◆ Extrait ◆
* * *

105 route du Rossignol

24380 ST-PAUL-DE-SERRE, FRANCE

https://dominicains-rosarium.fr

Au Père des Prêcheurs, monté au ciel il y a huit-cents ans,

qui livra aux Frères de son Ordre cet admirable testament :

« Voici, Frères très chers,

ce que je vous laisse

pour que vous le teniez comme des fils

par droit d’héritage :

Ayez la charité, gardez l’humilité,

possédez la pauvreté volontaire. »

Table des matières

La vraie vie chrétienne

La passion de la vérité

Grandeur du don de la foi

Nature de la foi

La cause efficiente de la foi

Leçons

L’ancre de l’espérance

Nature de l’espérance

Les obstacles et les appuis de l’espérance

La consommation de l’espérance

Leçons

Le feu de la charité

Un amour d’amitié

Un amour surnaturel

Leçons

Conclusion

La force de la prière

Pourquoi prier ?

Des maîtres pour prier

Les formes de la prière

Leçons

Conclusion

La pénitence salutaire

L’état de la nature humaine

L’ascèse chrétienne

Conclusion

Le rayonnement de la vie chrétienne

Nature de la charité fraternelle

Spécificité de l’amour de charité

La pratique concrète de la charité fraternelle

Conclusion

LA VRAIE VIE CHRÉTIENNE

OÙ qu’il se trouvât, maître Dominique parlait sans cesse de Dieu ou avec Dieu, et il exhortait ses frères à en agir de même. […] Quand ils voyageaient ensemble, le témoin l’a vu prier, prêcher, s’adonner à l’oraison et à la méditation de Dieu. […] Maître Dominique lui disait, ainsi qu’à ses autres compagnons : « Allez en avant et pensons à notre Sauveur ». Et il l’entendait gémir et soupirer 1.

Lorsqu’un homme réunit habituellement toutes ses pensées, toutes ses paroles sur un même objet, il est clair que là se trouve le cœur de sa vie. Saint Dominique était investi à un haut degré par la grâce de Notre-Seigneur Jésus-Christ. Le huit-centième anniversaire de son entrée au ciel, le 6 août 1221, nous fournit l’occasion de le présenter comme un guide sûr pour raviver en nous l’idéal de la vraie vie chrétienne.

En quoi consiste essentiellement cette authentique vie chrétienne ? Il est bon de nous le demander en ce début de carême. Cette sainte quarantaine – quarantaine hautement justifiée celle-là – c’est la retraite annuelle de la chrétienté. Elle est destinée à remettre de l’ordre dans notre vie, à replacer l’essentiel à sa juste place.

Or, on rencontre fréquemment, même parmi les catholiques fidèles, des conceptions de la vie chrétienne fort incomplètes :

- Certains s’efforcent surtout d’observer les commandements, de pratiquer les vertus, en vue d’éviter l’enfer et d’obtenir la béatitude éternelle. Ils ne font pas mal, sans doute, mais c’est la religion du minimum : « Jusqu’où puis-je aller sans mettre en péril mon salut ? ». Les fidèles de l’Ancienne alliance n’en faisaient pas moins…

- D’autres envisagent la vie chrétienne essentiellement comme l’accomplissement sérieux de leurs devoirs, conformément à l’Évangile. C’est mieux. Cependant, Dieu n’est pas seulement le législateur du chrétien ; il en est le but.

* * *

◆ Données fournies ◆

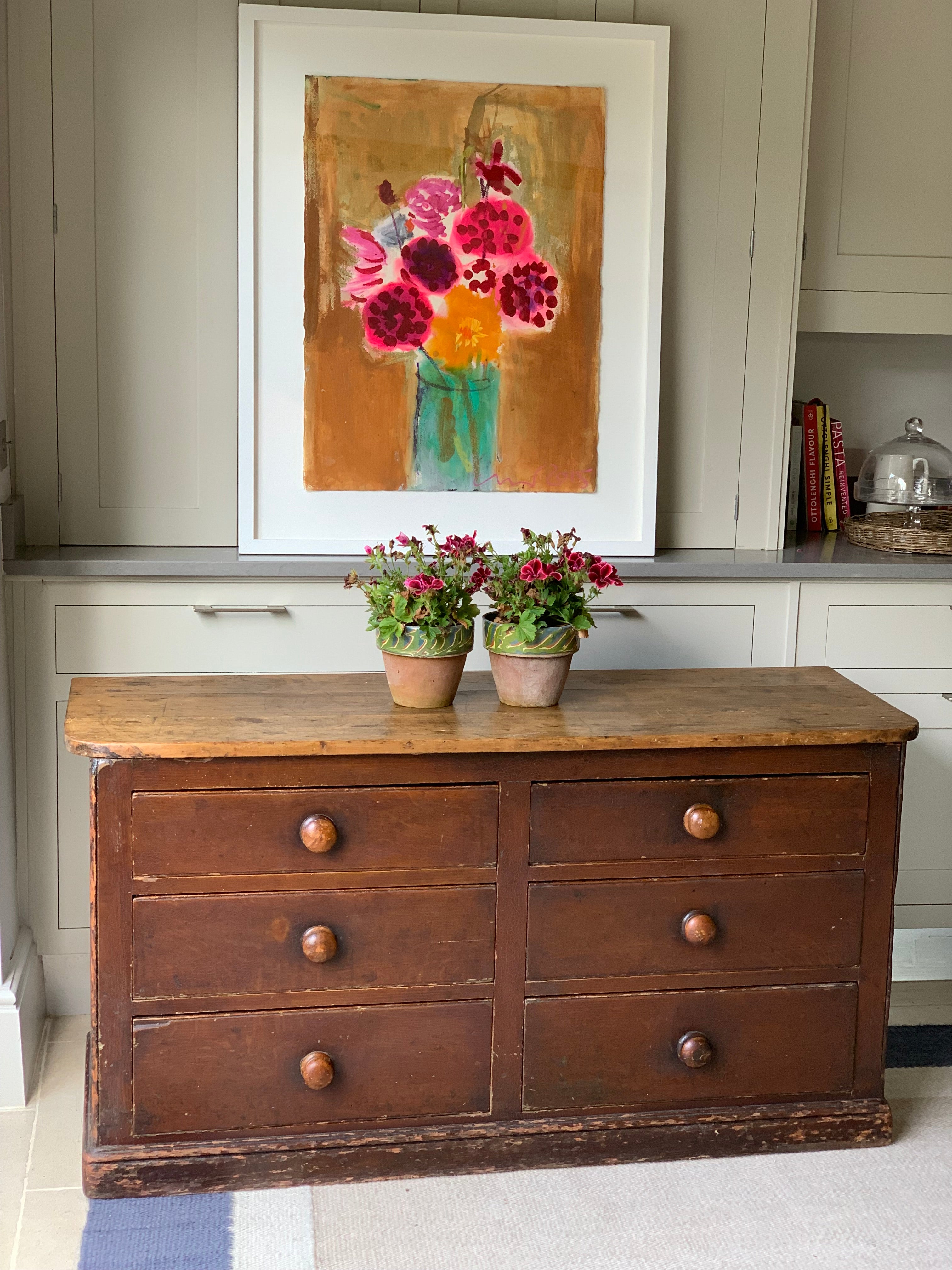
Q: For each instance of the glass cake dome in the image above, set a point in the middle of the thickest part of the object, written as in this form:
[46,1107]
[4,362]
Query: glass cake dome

* * *

◆ Consigne ◆
Reproduisez le passage de l'extrait commençant par « La pratique concrète » et se poursuivant jusqu'à « vraie vie chrétienne. », en substituant « disciples » à « compagnons ».

◆ Corrigé ◆
La pratique concrète de la charité fraternelle

Conclusion

LA VRAIE VIE CHRÉTIENNE

OÙ qu’il se trouvât, maître Dominique parlait sans cesse de Dieu ou avec Dieu, et il exhortait ses frères à en agir de même. […] Quand ils voyageaient ensemble, le témoin l’a vu prier, prêcher, s’adonner à l’oraison et à la méditation de Dieu. […] Maître Dominique lui disait, ainsi qu’à ses autres disciples : « Allez en avant et pensons à notre Sauveur ». Et il l’entendait gémir et soupirer 1.

Lorsqu’un homme réunit habituellement toutes ses pensées, toutes ses paroles sur un même objet, il est clair que là se trouve le cœur de sa vie. Saint Dominique était investi à un haut degré par la grâce de Notre-Seigneur Jésus-Christ. Le huit-centième anniversaire de son entrée au ciel, le 6 août 1221, nous fournit l’occasion de le présenter comme un guide sûr pour raviver en nous l’idéal de la vraie vie chrétienne.